··· Material provided ···

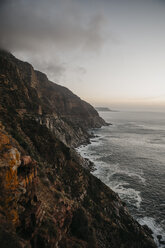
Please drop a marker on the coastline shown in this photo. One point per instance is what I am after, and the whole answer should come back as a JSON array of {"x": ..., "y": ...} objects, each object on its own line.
[{"x": 147, "y": 222}]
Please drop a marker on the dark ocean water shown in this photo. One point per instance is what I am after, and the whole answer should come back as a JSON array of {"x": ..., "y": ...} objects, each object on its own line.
[{"x": 129, "y": 157}]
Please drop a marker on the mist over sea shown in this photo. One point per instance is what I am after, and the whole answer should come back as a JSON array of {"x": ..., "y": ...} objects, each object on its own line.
[{"x": 129, "y": 157}]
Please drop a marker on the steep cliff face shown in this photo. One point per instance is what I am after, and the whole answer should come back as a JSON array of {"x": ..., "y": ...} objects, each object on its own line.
[
  {"x": 57, "y": 203},
  {"x": 48, "y": 198},
  {"x": 28, "y": 92}
]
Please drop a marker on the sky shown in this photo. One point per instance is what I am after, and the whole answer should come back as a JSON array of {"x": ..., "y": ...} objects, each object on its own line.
[{"x": 109, "y": 52}]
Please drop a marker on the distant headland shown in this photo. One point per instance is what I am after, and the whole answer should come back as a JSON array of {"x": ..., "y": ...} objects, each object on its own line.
[{"x": 105, "y": 109}]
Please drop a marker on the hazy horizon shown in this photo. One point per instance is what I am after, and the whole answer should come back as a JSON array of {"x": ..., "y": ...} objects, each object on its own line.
[{"x": 110, "y": 53}]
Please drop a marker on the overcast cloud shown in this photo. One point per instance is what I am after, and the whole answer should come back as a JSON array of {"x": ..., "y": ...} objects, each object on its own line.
[{"x": 106, "y": 51}]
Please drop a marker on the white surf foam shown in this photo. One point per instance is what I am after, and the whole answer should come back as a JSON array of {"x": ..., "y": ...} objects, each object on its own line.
[{"x": 156, "y": 228}]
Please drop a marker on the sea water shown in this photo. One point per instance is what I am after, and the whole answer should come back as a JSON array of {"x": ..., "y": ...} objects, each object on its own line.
[{"x": 129, "y": 157}]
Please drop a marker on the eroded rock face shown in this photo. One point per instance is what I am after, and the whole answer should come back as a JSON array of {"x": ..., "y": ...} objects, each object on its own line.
[
  {"x": 25, "y": 91},
  {"x": 47, "y": 198}
]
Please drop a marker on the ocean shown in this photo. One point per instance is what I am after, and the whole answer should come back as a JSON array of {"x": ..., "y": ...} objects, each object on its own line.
[{"x": 129, "y": 157}]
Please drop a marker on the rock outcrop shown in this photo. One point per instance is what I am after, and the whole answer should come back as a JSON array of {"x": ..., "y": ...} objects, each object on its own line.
[
  {"x": 48, "y": 199},
  {"x": 28, "y": 92}
]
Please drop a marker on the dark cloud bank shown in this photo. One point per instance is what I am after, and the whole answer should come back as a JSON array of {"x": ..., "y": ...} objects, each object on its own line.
[{"x": 51, "y": 30}]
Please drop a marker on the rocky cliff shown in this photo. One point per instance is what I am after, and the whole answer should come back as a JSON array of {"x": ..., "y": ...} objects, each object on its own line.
[
  {"x": 48, "y": 199},
  {"x": 26, "y": 92}
]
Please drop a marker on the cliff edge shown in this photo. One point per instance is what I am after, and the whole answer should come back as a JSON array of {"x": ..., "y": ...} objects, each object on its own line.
[{"x": 47, "y": 198}]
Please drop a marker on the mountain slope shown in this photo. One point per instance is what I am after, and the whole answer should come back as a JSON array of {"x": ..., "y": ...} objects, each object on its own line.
[
  {"x": 47, "y": 198},
  {"x": 29, "y": 92}
]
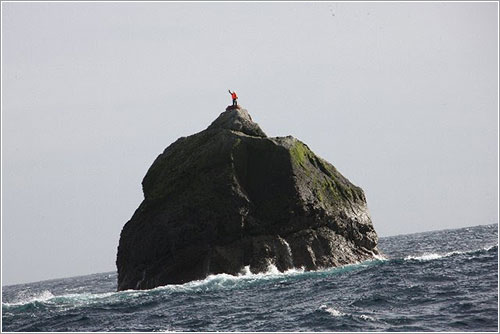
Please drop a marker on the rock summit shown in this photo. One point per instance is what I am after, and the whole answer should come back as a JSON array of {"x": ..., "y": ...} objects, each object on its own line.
[{"x": 230, "y": 198}]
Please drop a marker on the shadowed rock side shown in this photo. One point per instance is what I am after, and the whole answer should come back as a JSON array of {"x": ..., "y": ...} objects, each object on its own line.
[{"x": 230, "y": 197}]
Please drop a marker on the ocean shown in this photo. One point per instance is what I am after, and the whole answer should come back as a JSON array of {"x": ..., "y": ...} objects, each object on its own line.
[{"x": 434, "y": 281}]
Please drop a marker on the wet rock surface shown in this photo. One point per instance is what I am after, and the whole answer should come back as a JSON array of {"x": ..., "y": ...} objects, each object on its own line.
[{"x": 230, "y": 197}]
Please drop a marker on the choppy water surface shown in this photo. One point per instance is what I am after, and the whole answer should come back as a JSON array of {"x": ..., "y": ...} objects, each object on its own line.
[{"x": 434, "y": 281}]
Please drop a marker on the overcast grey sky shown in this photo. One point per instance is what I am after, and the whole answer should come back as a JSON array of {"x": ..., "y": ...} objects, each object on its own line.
[{"x": 401, "y": 97}]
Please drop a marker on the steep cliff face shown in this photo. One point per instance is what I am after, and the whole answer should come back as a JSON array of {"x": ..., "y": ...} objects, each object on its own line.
[{"x": 230, "y": 197}]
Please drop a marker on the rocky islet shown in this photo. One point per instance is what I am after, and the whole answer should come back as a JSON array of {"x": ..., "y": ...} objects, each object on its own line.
[{"x": 231, "y": 197}]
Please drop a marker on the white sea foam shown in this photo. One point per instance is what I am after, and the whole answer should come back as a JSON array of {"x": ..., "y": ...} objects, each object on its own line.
[
  {"x": 487, "y": 248},
  {"x": 331, "y": 311},
  {"x": 37, "y": 297},
  {"x": 367, "y": 317},
  {"x": 424, "y": 257},
  {"x": 435, "y": 256}
]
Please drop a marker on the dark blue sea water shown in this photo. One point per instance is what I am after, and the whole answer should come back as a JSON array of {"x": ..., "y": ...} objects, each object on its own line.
[{"x": 434, "y": 281}]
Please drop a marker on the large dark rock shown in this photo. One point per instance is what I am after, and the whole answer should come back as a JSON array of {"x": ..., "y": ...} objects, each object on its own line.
[{"x": 230, "y": 197}]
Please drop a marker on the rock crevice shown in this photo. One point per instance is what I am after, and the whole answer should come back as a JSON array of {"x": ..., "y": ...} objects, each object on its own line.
[{"x": 230, "y": 197}]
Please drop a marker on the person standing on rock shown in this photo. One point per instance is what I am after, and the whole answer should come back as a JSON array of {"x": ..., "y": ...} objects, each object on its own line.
[{"x": 234, "y": 97}]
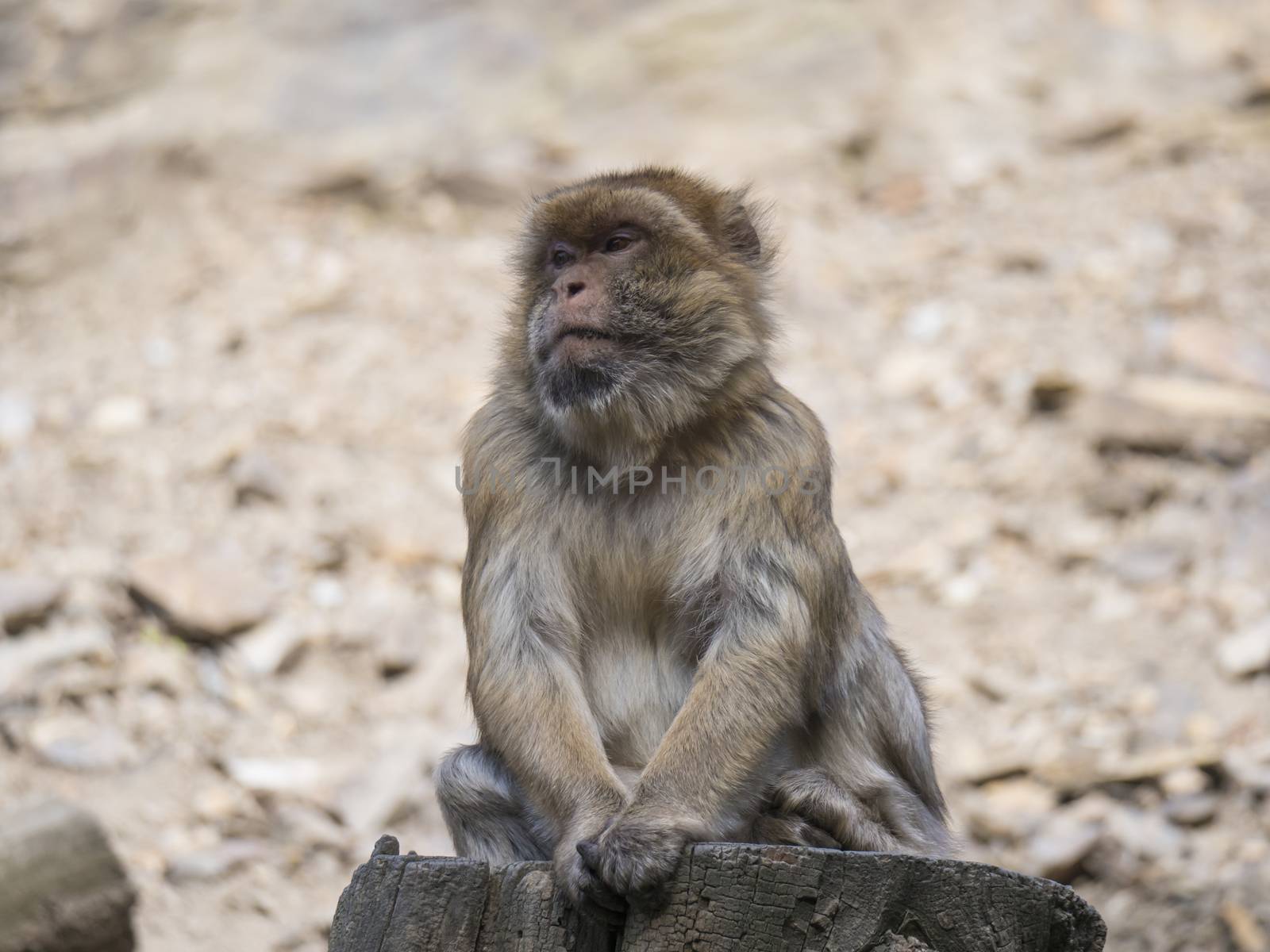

···

● **Instructions to follow**:
Give the listing again in full, exactly as it is, but without its images.

● **Response box**:
Please drop a marker on the coastline shown in this photo. One point per instance is what I am after, and the whole answer should come back as a JSON array of {"x": ..., "y": ...} objects, each object on its own line.
[{"x": 147, "y": 222}]
Please drop a marker on the dark ocean water shown in this photo. One point per instance is what I am after, and the whole answer should come back as a JSON array of {"x": ..., "y": ...} objects, each object on its own line.
[{"x": 129, "y": 157}]
Please drop a marker on the mist over sea shown in this photo. One point per instance is what I am after, and the whole answer should come back as a JSON array of {"x": ..., "y": ...} objects, each object on its own line.
[{"x": 129, "y": 157}]
Please drop a marker on the steep cliff face shown in this photo. One point per instance is what I am after, and the whole answer should come back as a JSON array of {"x": ..., "y": ...} objects, each object on its own line.
[
  {"x": 57, "y": 203},
  {"x": 48, "y": 198},
  {"x": 28, "y": 92}
]
Please drop a marker on the sky shown in this photo. One point per instance is what I am after, and the whole answer should come back as a JSON array of {"x": ..., "y": ...} objects, each object on its own line.
[{"x": 109, "y": 52}]
Please drop a marker on the distant headland shown in this photo. One point per instance is what I am after, and the whole answer should come back as a JSON array of {"x": ..., "y": ...} objects, each object on its own line.
[{"x": 105, "y": 109}]
Please drop a marker on the hazy horizon shown in this photo. One point per instance is what I am after, and the whole answer should come back as a JSON array of {"x": ..., "y": ...} objects, each object on its own line.
[{"x": 110, "y": 53}]
Please drop a marker on the overcast cloud shown in this photo. One point per instance is what I am after, and the whole answer should come back as a JSON array of {"x": ..., "y": ...} objects, each object on its own line.
[{"x": 106, "y": 51}]
Please drop a marker on the white surf foam shown in this photo. One point per instance is what I am after, and the whole answer should come back as a JSON array of {"x": ..., "y": ...} objects, each object on its own line.
[{"x": 156, "y": 228}]
Please drop a marker on the sea water shown in this photo. One point per instance is what I am after, and the whole answer should come back as a JSON array of {"x": ..., "y": ...} objects, each object on its own line.
[{"x": 129, "y": 157}]
Please drop a marker on the eroded rock face shown in this photo. One point per instance is what I am after, and the whole answer should come back as a JSON array of {"x": ..., "y": ...} objects, each object on its own line.
[
  {"x": 25, "y": 91},
  {"x": 47, "y": 198}
]
Please drop a marker on the ocean shown in this photo. One point per instance is what I am after, and the whole answer should come back as a JSON array of {"x": ..., "y": ...} objects, each object on its own line.
[{"x": 129, "y": 157}]
Please drop a marker on the rock outcrop shown in this photo. One point per instance is what I am after, and the whole answer should come back as a JSON array of {"x": ..., "y": ...} objects, each object on its own line.
[
  {"x": 48, "y": 199},
  {"x": 28, "y": 92}
]
Please drop a marker on the dark cloud bank shown in this photo. One point per instance is what I am after, and the whole answer should come back as a JSON array of {"x": ..., "y": ...} objects, each object on its own line.
[{"x": 51, "y": 30}]
Please drop a marker on the rocky cliff shown in this photo. One point per instance is what I am after, and the whole answer should come back as a JSON array of {"x": ..., "y": ...} objects, each object on its own line.
[
  {"x": 48, "y": 199},
  {"x": 26, "y": 92}
]
Please drop a marker on the cliff edge shown in this photo. One point per instance is what I am after, and the whole answer should come back as a JSON array of {"x": ..., "y": ...} objects, each object on its own line.
[{"x": 47, "y": 198}]
Please drop a marker on the mountain slope shown in this photo. One point per instance is what I am after, and the whole answer should come back as a JSON array of {"x": ..., "y": ...} objects, each object on its own line.
[
  {"x": 47, "y": 198},
  {"x": 29, "y": 92}
]
Please drop a marker on the rock summit shown in this photo. One point per instance is what I am after, and the whole answer should come back as a JSON array of {"x": ..., "y": ...} objects, each object on its own line.
[{"x": 230, "y": 198}]
Please drop a marker on the shadowed rock side shown in this photo. One point per instance is what I am after, and the whole answer should come back as a JSON array of {"x": ..., "y": ...} objects, each object on its own line.
[{"x": 230, "y": 197}]
Please drop a marker on the ocean shown in this photo. One point per instance is what I am after, and the whole answer should come back as a JSON array of {"x": ..., "y": ...} objects, each object on its own line.
[{"x": 434, "y": 281}]
Please drop a marker on the wet rock surface shown in this photo. One point per instance is what I am after, and the whole answer should come back as a JSON array of {"x": ..., "y": ...} objects, each object on its own line.
[{"x": 230, "y": 197}]
Please drop a marker on the choppy water surface shown in this photo. One point per instance is what I am after, and the whole answer should come back as a JSON array of {"x": ..., "y": ...} objects, each object on its own line.
[{"x": 434, "y": 281}]
Please drop a marker on the overcast grey sky shown in this photo. One point per instance is what I am after, and the whole answer should come back as a JSON array of {"x": ..., "y": ...} objects, each object on its own line.
[{"x": 401, "y": 97}]
Please drop a marker on the steep cliff face shown in this photo. One point per instance is what I am after, and the whole answer should come back as a JSON array of {"x": ..., "y": ...} objects, each object on its own line.
[{"x": 230, "y": 197}]
Please drop a marker on the rocky islet shown in this photo. One point per instance is what I am after, and the whole answer should come back as a JSON array of {"x": ..., "y": ...} objects, each object on its own line.
[{"x": 231, "y": 197}]
Please drop a marker on the white sea foam shown in this photo. One point per instance is what I am after, and the whole answer should come back as a JSON array of {"x": ..., "y": ...} objects, each object on its own line.
[
  {"x": 487, "y": 248},
  {"x": 331, "y": 311},
  {"x": 37, "y": 297},
  {"x": 367, "y": 317},
  {"x": 424, "y": 257},
  {"x": 435, "y": 256}
]
Please drop a marker on the dark blue sea water shown in this photo. One point per instance is what I am after, and the whole answer should come back as a JSON array of {"x": ..., "y": ...} objects, each object on its own line.
[{"x": 434, "y": 281}]
Please drop a marker on the large dark rock shown in this photo. One point per instance is what I am after, and the whole answer should come back as a JSON array of {"x": ..., "y": ...} objects, each object on its own line.
[{"x": 230, "y": 197}]
Please drop a marker on the rock crevice shown in this photo. One point per instance is what I am after, and the whole answer should come back as a JSON array of {"x": ..., "y": ...} objects, each object on its own line.
[{"x": 230, "y": 197}]
Please drop a marker on the person standing on rock shown in this photo. One point per instance is what I am after, and the whole answer should come back as a JSON array of {"x": ..., "y": ...} objects, each object on its own line.
[{"x": 234, "y": 97}]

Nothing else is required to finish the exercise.